*解くべき問題*:
1. 投射光学系に関する抜粋によると、横収差図の点線は何nmを表していますか？
2. 投射光学系に関する抜粋から、「ここで、第3の実施の形態にお」という語句を含むところで始まり「に変動するレンズ間隔である。」で終わる部分を、一字も変えずに引用してください。

*ページ抜粋*:

#####

ここで、第3の実施の形態における投射光学系3について、具体的な数値例を挙げて、以下にその簡単な説明を行う。
図33は、第3の実施の形態における投射光学系による横収差図である。図中において、一目盛りは1ドットサイズをスクリーン上に拡大投射した時の1ドットサイズとなる。実線は546.1nm、点線は620nm、1点鎖線は460nmとなる。なお、ここで示す横収差図は、y方向に移動させたときの横収差図であるが、もちろん移動方向はy方向に限らず、光軸に垂直であればどの方向でもよい。
図34は、第3の実施の形態における投射光学系のレンズデータの具体例の説明図である。図中において、*印は非球面を有する面であり、上記の(7)式に従う。rは曲率半径、dは間隔およびレンズの芯厚、ndは、d線(587.56nm)での屈折率、νdは同様にd線でのアッベ数である。また{印で纏められたレンズ群はフローティング機能FF、変倍機能MFおよび画面シフト機能SFに関係するレンズ群である。また、diはフローティング機能FFおよび変倍機能MFを実現する際に変動するレンズ間隔である。

#####

*提供データ*:
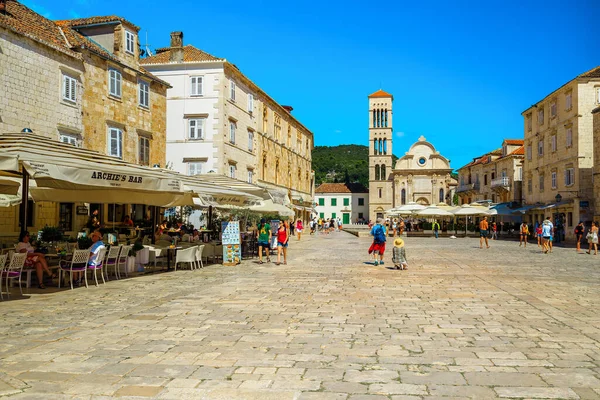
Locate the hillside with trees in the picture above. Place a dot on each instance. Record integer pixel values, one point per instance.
(344, 163)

#####

*演習の結果*:
1. 620nm

2.
ここで、第3の実施の形態における投射光学系3について、具体的な数値例を挙げて、以下にその簡単な説明を行う。
図33は、第3の実施の形態における投射光学系による横収差図である。図中において、一目盛りは1ドットサイズをスクリーン上に拡大投射した時の1ドットサイズとなる。実線は546.1nm、点線は620nm、1点鎖線は460nmとなる。なお、ここで示す横収差図は、y方向に移動させたときの横収差図であるが、もちろん移動方向はy方向に限らず、光軸に垂直であればどの方向でもよい。
図34は、第3の実施の形態における投射光学系のレンズデータの具体例の説明図である。図中において、*印は非球面を有する面であり、上記の(7)式に従う。rは曲率半径、dは間隔およびレンズの芯厚、ndは、d線(587.56nm)での屈折率、νdは同様にd線でのアッベ数である。また{印で纏められたレンズ群はフローティング機能FF、変倍機能MFおよび画面シフト機能SFに関係するレンズ群である。また、diはフローティング機能FFおよび変倍機能MFを実現する際に変動するレンズ間隔である。